- **Exercise instructions**: Format the stretch of entries from the line containing "If you could outline every instance of the weathered" through the line containing "[[[254,107],[256,106],[256,101],[252,101],[252,103],[248,107]]]" as a JSON list of strings, one string per line, skipping blank lines and leaving out the pictures.

- **Provided information**:
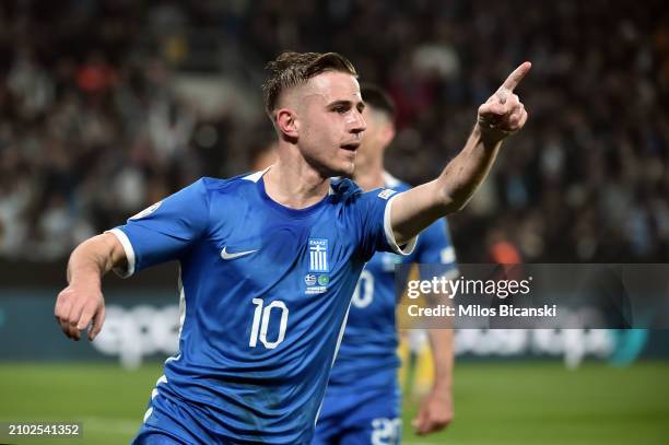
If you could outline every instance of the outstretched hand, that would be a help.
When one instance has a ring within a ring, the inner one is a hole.
[[[58,294],[54,315],[68,338],[79,341],[81,331],[87,330],[89,340],[93,341],[105,320],[105,300],[99,284],[69,285]]]
[[[411,422],[418,435],[444,430],[453,421],[450,393],[433,389],[422,401],[418,415]]]
[[[483,138],[491,142],[500,142],[507,136],[520,130],[527,121],[525,105],[514,90],[529,72],[532,65],[521,63],[502,86],[479,107],[478,126]]]

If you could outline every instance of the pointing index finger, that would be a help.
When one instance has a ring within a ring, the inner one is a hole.
[[[500,90],[514,91],[514,89],[518,86],[523,78],[525,78],[525,74],[529,72],[530,68],[532,68],[532,63],[530,62],[520,63],[520,66],[516,68],[514,72],[508,74],[508,78],[506,78]]]

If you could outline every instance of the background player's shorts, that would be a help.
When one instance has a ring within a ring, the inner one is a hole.
[[[401,440],[396,385],[366,391],[328,388],[313,445],[395,445]]]

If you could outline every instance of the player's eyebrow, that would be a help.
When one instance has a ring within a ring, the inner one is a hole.
[[[328,104],[328,109],[334,109],[338,107],[347,107],[347,108],[351,108],[353,106],[353,102],[352,101],[334,101]],[[365,103],[364,102],[356,102],[355,103],[355,107],[357,108],[357,110],[360,113],[362,113],[363,109],[365,109]]]

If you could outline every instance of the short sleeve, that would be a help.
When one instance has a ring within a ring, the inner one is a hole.
[[[372,258],[376,250],[394,251],[403,256],[413,251],[418,236],[399,246],[392,232],[390,209],[398,196],[399,194],[391,189],[376,189],[362,194],[356,201],[357,235],[365,260]]]
[[[209,226],[209,199],[203,179],[154,203],[109,233],[126,251],[127,269],[115,270],[122,278],[136,271],[179,257]]]

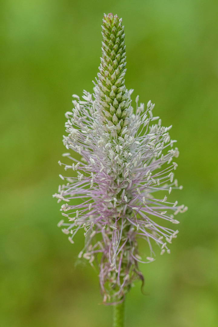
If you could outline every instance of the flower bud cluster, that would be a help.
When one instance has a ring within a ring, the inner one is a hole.
[[[59,163],[72,174],[59,175],[63,183],[53,197],[63,202],[60,211],[68,220],[58,226],[72,244],[82,232],[85,241],[78,260],[95,265],[103,302],[114,304],[123,300],[134,281],[143,282],[138,263],[155,260],[154,244],[161,255],[170,253],[169,245],[178,232],[171,224],[179,224],[176,216],[187,208],[167,198],[182,187],[174,178],[177,165],[173,158],[179,152],[169,134],[172,125],[161,126],[150,101],[145,109],[137,96],[136,108],[132,106],[133,90],[124,85],[122,21],[109,14],[103,25],[95,94],[84,91],[81,100],[73,95],[74,107],[65,113],[68,152],[62,156],[68,162]],[[145,255],[139,253],[139,238],[147,242]]]
[[[125,86],[126,69],[125,34],[122,19],[116,15],[105,14],[102,34],[102,57],[95,89],[96,105],[102,121],[115,125],[120,135],[129,123],[130,99]]]

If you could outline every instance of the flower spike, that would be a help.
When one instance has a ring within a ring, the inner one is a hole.
[[[122,19],[105,14],[102,26],[102,57],[94,91],[102,122],[116,126],[120,135],[129,124],[131,99],[125,86],[126,69],[124,26]]]
[[[102,31],[94,93],[84,91],[82,99],[73,95],[74,108],[65,114],[67,152],[62,156],[73,163],[59,162],[64,170],[53,196],[62,202],[61,218],[68,219],[58,226],[72,244],[77,232],[84,234],[78,258],[97,266],[103,303],[114,304],[123,301],[134,281],[143,282],[138,263],[155,260],[154,244],[161,255],[170,253],[178,232],[172,226],[179,223],[176,216],[187,208],[168,199],[174,190],[182,188],[174,178],[177,165],[173,158],[179,152],[169,133],[172,126],[161,126],[150,101],[145,109],[137,96],[133,108],[133,90],[125,86],[122,19],[105,15]],[[69,170],[72,173],[66,176]],[[139,238],[146,242],[144,258]]]

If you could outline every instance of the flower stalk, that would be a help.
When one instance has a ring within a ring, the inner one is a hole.
[[[113,327],[124,327],[125,301],[113,306]]]

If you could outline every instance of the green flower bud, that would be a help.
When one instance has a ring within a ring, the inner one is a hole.
[[[108,124],[109,126],[115,125],[119,134],[122,128],[129,124],[127,118],[129,111],[127,108],[130,103],[125,85],[126,69],[124,26],[122,19],[112,14],[105,15],[103,23],[102,54],[97,74],[96,99],[103,123]]]

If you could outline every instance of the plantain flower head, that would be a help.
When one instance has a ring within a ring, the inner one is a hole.
[[[78,257],[97,267],[103,302],[113,304],[123,300],[134,281],[143,282],[139,263],[155,260],[155,250],[170,253],[178,232],[176,216],[187,208],[167,200],[182,188],[174,178],[179,151],[169,135],[172,126],[161,126],[150,101],[145,108],[137,96],[132,104],[133,90],[125,86],[122,19],[105,14],[102,28],[94,93],[84,91],[81,99],[74,95],[74,107],[65,113],[68,152],[62,156],[73,162],[59,162],[66,173],[53,197],[62,203],[64,219],[58,226],[72,244],[77,232],[84,234]],[[144,259],[140,238],[145,241]]]

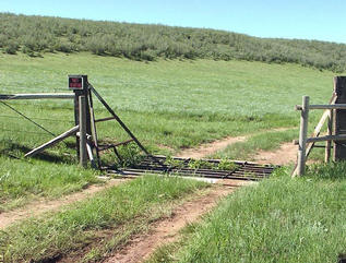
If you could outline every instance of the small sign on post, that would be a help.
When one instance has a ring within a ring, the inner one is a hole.
[[[79,97],[80,103],[80,164],[86,168],[87,153],[86,153],[86,108],[85,96]]]

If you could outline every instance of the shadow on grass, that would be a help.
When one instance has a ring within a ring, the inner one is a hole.
[[[72,145],[73,145],[73,147],[72,147]],[[74,145],[75,144],[73,144],[73,143],[67,143],[68,148],[74,148],[75,147]],[[7,142],[5,147],[2,147],[2,150],[0,151],[0,155],[8,156],[10,158],[15,158],[15,159],[24,159],[24,155],[32,150],[33,148],[27,147],[26,145],[23,145],[23,144]],[[47,152],[39,153],[39,154],[33,156],[32,158],[45,160],[45,162],[49,162],[49,163],[63,163],[63,164],[74,164],[75,163],[74,157],[72,157],[70,155],[64,156],[62,154],[58,155],[58,154],[47,153]]]

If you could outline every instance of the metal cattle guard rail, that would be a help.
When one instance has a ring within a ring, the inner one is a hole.
[[[259,165],[250,162],[235,160],[232,162],[235,168],[231,170],[219,170],[213,168],[194,169],[189,166],[191,159],[174,157],[175,160],[181,162],[181,166],[174,167],[165,164],[165,156],[155,156],[159,163],[153,162],[152,158],[144,158],[140,164],[132,167],[121,169],[107,169],[108,174],[117,174],[122,176],[140,176],[144,174],[171,174],[186,177],[204,177],[214,179],[237,179],[237,180],[252,180],[267,178],[278,166]],[[219,159],[203,159],[210,165],[217,166]]]

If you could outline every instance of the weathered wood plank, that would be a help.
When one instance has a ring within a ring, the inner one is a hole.
[[[64,133],[60,134],[59,136],[50,140],[49,142],[38,146],[37,148],[34,148],[33,151],[28,152],[27,154],[25,154],[25,157],[31,157],[34,156],[35,154],[38,154],[40,152],[43,152],[44,150],[51,147],[52,145],[63,141],[64,139],[74,135],[80,129],[80,125],[75,125],[72,129],[65,131]]]
[[[73,93],[35,93],[35,94],[1,94],[0,100],[8,99],[72,99]]]

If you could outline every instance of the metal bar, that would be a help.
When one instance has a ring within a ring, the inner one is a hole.
[[[116,143],[116,144],[99,145],[99,151],[105,151],[105,150],[108,150],[108,148],[118,147],[120,145],[126,145],[126,144],[129,144],[131,142],[133,142],[133,139],[130,139],[128,141],[124,141],[124,142],[121,142],[121,143]]]
[[[71,93],[35,93],[35,94],[1,94],[0,100],[8,99],[71,99],[74,94]]]
[[[106,118],[102,118],[102,119],[97,119],[95,120],[95,122],[103,122],[103,121],[107,121],[107,120],[115,120],[115,117],[106,117]]]
[[[326,136],[307,139],[307,143],[324,142],[324,141],[346,141],[346,134],[326,135]]]

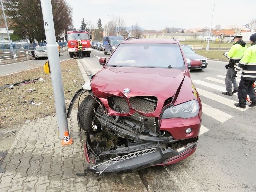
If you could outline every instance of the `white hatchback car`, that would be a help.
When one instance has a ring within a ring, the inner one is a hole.
[[[34,53],[35,59],[41,57],[47,57],[46,46],[36,46],[35,48]]]

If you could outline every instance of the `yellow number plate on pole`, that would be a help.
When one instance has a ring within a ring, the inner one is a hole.
[[[44,65],[44,72],[46,73],[51,73],[50,70],[50,65],[49,64],[49,61],[47,61]]]

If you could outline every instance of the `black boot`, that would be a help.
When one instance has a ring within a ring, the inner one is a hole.
[[[254,107],[256,106],[256,101],[252,101],[252,103],[248,107]]]

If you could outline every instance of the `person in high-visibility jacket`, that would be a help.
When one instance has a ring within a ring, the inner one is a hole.
[[[57,44],[57,46],[58,46],[58,51],[59,51],[59,58],[60,59],[60,45],[59,45],[58,43],[56,42],[56,43]]]
[[[252,46],[245,50],[232,76],[236,76],[237,72],[242,70],[237,92],[239,102],[234,105],[244,109],[245,108],[247,94],[252,101],[249,107],[256,106],[256,95],[253,86],[256,81],[256,33],[251,36],[249,40]]]
[[[226,91],[221,93],[223,95],[232,96],[233,93],[238,91],[238,85],[235,77],[232,76],[235,71],[235,67],[238,65],[239,61],[243,57],[243,54],[247,48],[246,43],[242,38],[243,36],[235,35],[233,40],[234,44],[230,48],[229,51],[227,54],[224,53],[226,57],[229,59],[228,64],[225,67],[227,69],[227,73],[225,78],[225,84],[226,85]],[[232,91],[232,84],[233,84],[233,91]]]
[[[79,52],[79,54],[78,57],[83,58],[83,53],[82,51],[83,51],[83,45],[82,45],[82,43],[81,42],[81,40],[80,39],[78,39],[77,40],[78,42],[78,51]]]

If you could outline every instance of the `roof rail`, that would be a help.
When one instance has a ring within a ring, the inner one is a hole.
[[[127,37],[126,39],[124,39],[124,41],[130,40],[130,39],[139,39],[139,38],[138,37]]]

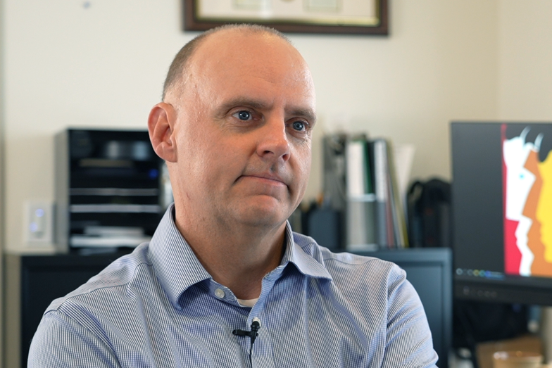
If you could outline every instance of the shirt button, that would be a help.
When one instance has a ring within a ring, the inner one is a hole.
[[[215,296],[218,298],[219,299],[222,299],[224,298],[224,290],[222,288],[218,288],[215,291]]]

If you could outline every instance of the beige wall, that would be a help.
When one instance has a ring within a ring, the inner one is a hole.
[[[172,57],[196,34],[181,31],[180,3],[4,0],[6,248],[34,250],[23,242],[23,205],[54,198],[56,132],[145,127]],[[413,177],[449,177],[448,122],[498,115],[501,1],[390,3],[388,37],[291,35],[317,87],[317,135],[412,142]],[[317,144],[309,196],[320,190],[319,155]]]
[[[498,118],[552,120],[552,1],[501,0]]]

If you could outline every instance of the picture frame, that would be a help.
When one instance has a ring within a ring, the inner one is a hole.
[[[388,0],[183,0],[185,31],[255,23],[284,33],[389,34]]]

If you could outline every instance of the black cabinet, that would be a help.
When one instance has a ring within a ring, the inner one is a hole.
[[[50,303],[128,251],[94,255],[6,255],[4,367],[27,367],[31,340]]]

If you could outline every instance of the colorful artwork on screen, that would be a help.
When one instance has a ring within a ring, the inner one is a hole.
[[[552,155],[539,158],[542,133],[529,141],[529,127],[510,139],[501,129],[505,272],[552,277]]]

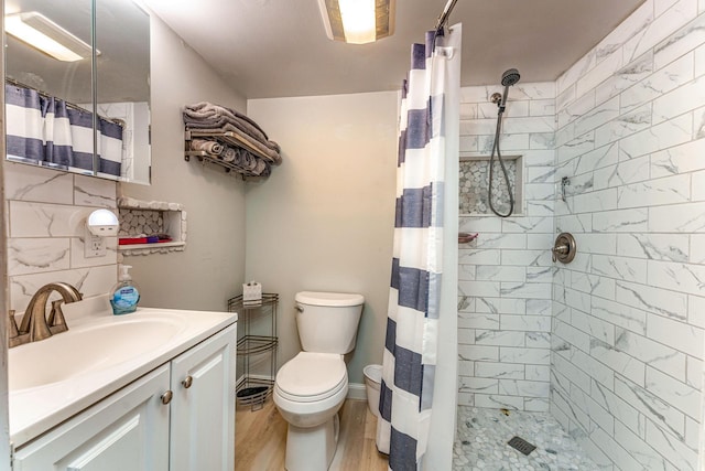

- **Task answer**:
[
  "If you could outline every instance of the weathered wood plank, that would be a help.",
  "When one instance has a ring within a ring, the inner one is a hole.",
  "[[[64,133],[60,134],[59,136],[50,140],[49,142],[38,146],[37,148],[34,148],[33,151],[28,152],[27,154],[25,154],[25,157],[31,157],[34,156],[35,154],[38,154],[40,152],[43,152],[44,150],[51,147],[52,145],[63,141],[64,139],[74,135],[80,129],[80,125],[75,125],[72,129],[65,131]]]",
  "[[[73,93],[35,93],[35,94],[1,94],[0,100],[8,99],[72,99]]]",
  "If you could outline every instance of the metal bar, that would be a help.",
  "When one instance has a ring within a ring, the inner one is a hole.",
  "[[[116,143],[116,144],[99,145],[99,151],[105,151],[105,150],[108,150],[108,148],[118,147],[120,145],[126,145],[126,144],[129,144],[131,142],[133,142],[133,139],[130,139],[128,141],[124,141],[124,142],[121,142],[121,143]]]",
  "[[[71,93],[35,93],[35,94],[1,94],[0,100],[8,99],[71,99],[74,94]]]",
  "[[[106,118],[102,118],[102,119],[97,119],[95,120],[95,122],[103,122],[103,121],[107,121],[107,120],[115,120],[115,117],[106,117]]]",
  "[[[326,136],[307,139],[307,143],[324,142],[324,141],[346,141],[346,134],[326,135]]]",
  "If you could outline every instance of the `white hatchback car`, that would be a help.",
  "When one instance has a ring within a ring, the inner one is a hole.",
  "[[[34,53],[35,59],[41,57],[47,57],[46,46],[36,46],[35,48]]]",
  "If you could outline every instance of the `yellow number plate on pole`, that would be a help.",
  "When one instance has a ring within a ring, the inner one is a hole.",
  "[[[44,65],[44,72],[46,73],[51,73],[50,70],[50,65],[49,64],[49,61],[47,61]]]",
  "If you could outline every instance of the `black boot`, that would be a help.",
  "When one instance has a ring within a ring, the inner one is a hole.",
  "[[[254,107],[256,106],[256,101],[252,101],[252,103],[248,107]]]"
]